** PASSAGE SHOWN **
Retaining Top Sales Talent
Tips to avoid losing your “A Team”
Many enterprise sales teams operate on the 80:20 rule – 80% of your new revenue comes from the top 20% of your team. Losing a great salesperson can be painfully expensive – your superstars walk out the door not just with their skills, but with their contacts, relationships and years of know-how.
Retaining your top performers is often the single most important part of talent management.
Sometimes you lose a “star” to another company’s offer out of the blue that is just so great that you can’t compete, and your star just can’t say no (Even though you probably hate losing them, there’s often a pretty nice feeling when someone you’ve coached goes on to something really great).
But as a sales leader, most of your top performers leave for reasons that you have control of.
Here are a few simple steps you can take to reduce sales churn and keep more of your best performers.
Teach your front-line managers to coach
Front-line managers are often your weakest link. Most front-line sales managers are promoted into the role because they were great salespeople. But there is a massive difference between the skills of a “super-rep” and those of a leader. Coaching is a skill, just like selling, yet most sales management training is quite theoretical, and focuses overwhelmingly on pipeline management and forecasting, with little on how to manage people.
A large Gallup poll concluded that three-quarters of people who voluntarily quit jobs do so because of their immediate boss or supervisor. If losing good salespeople becomes a pattern, you need to understand the source.
Experienced, capable salespeople become bored very quickly when they are treated the same way as the new hires and the “mid-pack”. And bored top performers leave for something more interesting.
The best managers build up a simple picture of the competencies and gaps for each member of their team, and adapt their leadership style to the different needs, dreams and capabilities of each person. In the same way you would segment your customers, they segment their team and adapt their leadership style to suit.

** PROVIDED DATA **
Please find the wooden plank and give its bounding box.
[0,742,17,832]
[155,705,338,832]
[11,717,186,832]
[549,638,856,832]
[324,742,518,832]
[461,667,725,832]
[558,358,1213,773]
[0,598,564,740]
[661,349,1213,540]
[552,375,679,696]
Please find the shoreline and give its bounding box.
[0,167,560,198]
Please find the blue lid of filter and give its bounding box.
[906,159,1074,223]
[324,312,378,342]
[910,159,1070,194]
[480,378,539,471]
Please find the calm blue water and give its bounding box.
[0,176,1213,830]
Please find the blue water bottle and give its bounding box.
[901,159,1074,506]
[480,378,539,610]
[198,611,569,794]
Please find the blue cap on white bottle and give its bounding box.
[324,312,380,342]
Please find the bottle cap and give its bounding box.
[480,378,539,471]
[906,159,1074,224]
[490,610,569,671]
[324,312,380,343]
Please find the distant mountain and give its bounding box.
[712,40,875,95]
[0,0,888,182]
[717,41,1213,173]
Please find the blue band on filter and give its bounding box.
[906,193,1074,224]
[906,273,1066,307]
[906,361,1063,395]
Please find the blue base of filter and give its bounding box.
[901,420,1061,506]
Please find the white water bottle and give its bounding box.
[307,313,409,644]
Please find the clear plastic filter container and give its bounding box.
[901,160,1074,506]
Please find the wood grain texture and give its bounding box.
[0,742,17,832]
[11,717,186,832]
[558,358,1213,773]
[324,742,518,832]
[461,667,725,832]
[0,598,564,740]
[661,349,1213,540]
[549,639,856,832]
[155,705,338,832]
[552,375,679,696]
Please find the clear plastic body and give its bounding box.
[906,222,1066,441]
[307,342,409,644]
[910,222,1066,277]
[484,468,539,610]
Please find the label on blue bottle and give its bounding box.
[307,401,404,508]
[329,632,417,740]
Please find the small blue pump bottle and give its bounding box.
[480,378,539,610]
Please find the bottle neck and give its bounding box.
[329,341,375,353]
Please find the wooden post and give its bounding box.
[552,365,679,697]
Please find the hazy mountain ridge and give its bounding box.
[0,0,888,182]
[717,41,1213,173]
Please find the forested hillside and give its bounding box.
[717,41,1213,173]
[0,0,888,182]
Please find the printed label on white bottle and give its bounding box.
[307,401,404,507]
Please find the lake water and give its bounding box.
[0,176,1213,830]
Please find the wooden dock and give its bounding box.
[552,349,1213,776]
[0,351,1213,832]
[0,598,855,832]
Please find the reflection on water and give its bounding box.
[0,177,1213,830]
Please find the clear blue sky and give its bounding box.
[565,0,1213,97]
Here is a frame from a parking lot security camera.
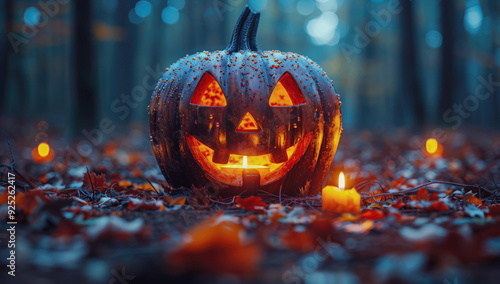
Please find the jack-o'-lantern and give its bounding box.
[149,7,341,196]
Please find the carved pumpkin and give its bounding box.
[149,7,341,196]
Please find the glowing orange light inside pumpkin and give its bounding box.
[191,72,227,106]
[236,112,260,132]
[38,142,50,158]
[425,138,439,154]
[339,172,345,190]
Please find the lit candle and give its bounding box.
[221,156,269,194]
[321,172,361,214]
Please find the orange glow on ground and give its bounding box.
[31,142,54,163]
[425,138,438,154]
[38,142,50,157]
[339,172,345,190]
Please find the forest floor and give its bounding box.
[0,127,500,284]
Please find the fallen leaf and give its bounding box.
[236,196,267,210]
[166,215,262,277]
[128,198,166,211]
[361,210,385,220]
[280,229,316,252]
[83,172,106,191]
[464,192,483,206]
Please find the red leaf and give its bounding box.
[361,210,385,220]
[426,201,449,212]
[16,189,50,219]
[281,230,316,252]
[83,172,106,190]
[236,196,267,210]
[411,187,431,201]
[166,217,262,277]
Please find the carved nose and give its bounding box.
[236,112,262,133]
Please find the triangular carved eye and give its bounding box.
[191,72,227,106]
[236,112,261,133]
[269,72,306,106]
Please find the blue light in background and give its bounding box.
[248,0,267,11]
[306,12,340,45]
[161,6,179,25]
[425,30,443,48]
[167,0,186,11]
[297,0,316,16]
[316,0,342,12]
[495,48,500,66]
[134,0,151,18]
[128,9,144,25]
[464,3,483,34]
[24,6,40,26]
[278,0,295,13]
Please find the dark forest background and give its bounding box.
[0,0,500,138]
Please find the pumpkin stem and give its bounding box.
[226,5,260,53]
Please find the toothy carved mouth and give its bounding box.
[186,133,312,186]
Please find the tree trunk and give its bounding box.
[400,1,426,127]
[439,1,458,118]
[0,0,14,111]
[74,1,97,132]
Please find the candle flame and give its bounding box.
[38,142,50,157]
[425,138,438,154]
[339,172,345,190]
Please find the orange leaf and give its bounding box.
[166,217,262,277]
[411,187,431,201]
[464,192,483,206]
[128,198,167,211]
[361,210,385,220]
[236,196,267,210]
[83,172,106,190]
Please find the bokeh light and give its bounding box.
[38,142,50,157]
[134,0,152,18]
[464,1,483,34]
[306,12,339,45]
[161,6,179,25]
[316,0,342,12]
[425,138,438,154]
[248,0,267,11]
[128,9,144,25]
[297,0,316,16]
[167,0,186,10]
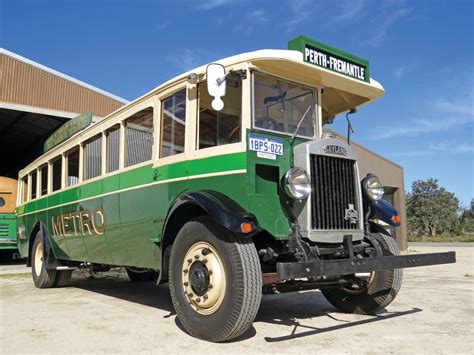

** REQUEST **
Continue the text on keeping top sales talent, starting after its last sentence. The lines have nothing to do with the text on keeping top salespeople.

** EXERCISE ANSWER **
This delivers two benefits – a better relationship between the manager and their team, and higher productivity (and hence earnings) for the team.
Here’s a simple segmentation framework for managers:
- TEACH – New hires and underperformers will generally need a “show and tell” style. (Think of the 80’s movie “Karate Kid” – paint the fence, wash the car). This style of leadership should be short-term – it gets old very quickly. Unfortunately, many poor managers never graduate past this style of leadership.
- COACH – This questioning style is the best approach for the “middle class” – mid-performing salespeople who are good but not great. A teach/tell style here is often counterproductive. These reps represent the biggest growth opportunity on a “revenue per rep” basis, and this is where many “super-rep” managers really struggle.
- MOTIVATE – Your superstars need very little coaching, and they hate being told how to do their job (they often know more about selling than their manager does). Managers need to understand what motivates these people. Leaders can then focus on just three things for their top performers – giving them challenging stretch goals, clearing obstacles to their success, and then (as far as possible), letting them get on with it.
“People leave bosses, not companies”
Give your managers the training and the tools to equip them to segment their team, adapt their leadership style and succeed.
Package remuneration smartly
As a general rule, the more you pay a salesperson, the less likely they are to leave. And clearly if your top performers feel underpaid, you’re introducing significant risk. Go talk to your CFO.
But beyond the size of their remuneration, which may be only partly in your control, think about the shape of it. In other words, how it is packaged. One of the most common mistakes we see is that the difference in total remuneration between top and middle performers isn’t large enough.
This varies by role, of course, but a “superstar” enterprise rep who brings in 3x the revenue of every other rep should be earning dramatically more than the rest. Reward great performance generously. We favor progressive commissions – the more you sell, the more your rate of commission increases.
The other mistake we see is capped commissions. Do not cap total remuneration – there is always another deal out there, and you want your highest performers chasing every one of them down, not sandbagging. A VP Sales writing a large commission check to a high performer should be one of the most rewarding things for the VP to do – even if it means that the rep earns more than the VP!!
Understand non-financial motivators
Many (most?) top salespeople are “coin-operated” – that is, if you put a coin in, they will work. In many ways, this makes them the easiest salespeople to lead – figure out a way for them to earn a lot of money, and they’ll be happy.
But even the most coin-operated rep has other needs and interests. Some inside salespeople want to get out in the field. Some mid-market reps want to sell bigger, more complex deals into the enterprise. Some enterprise reps want to lead a team – others actively want to avoid this. Some want less travel, some want more recognition. You get the idea.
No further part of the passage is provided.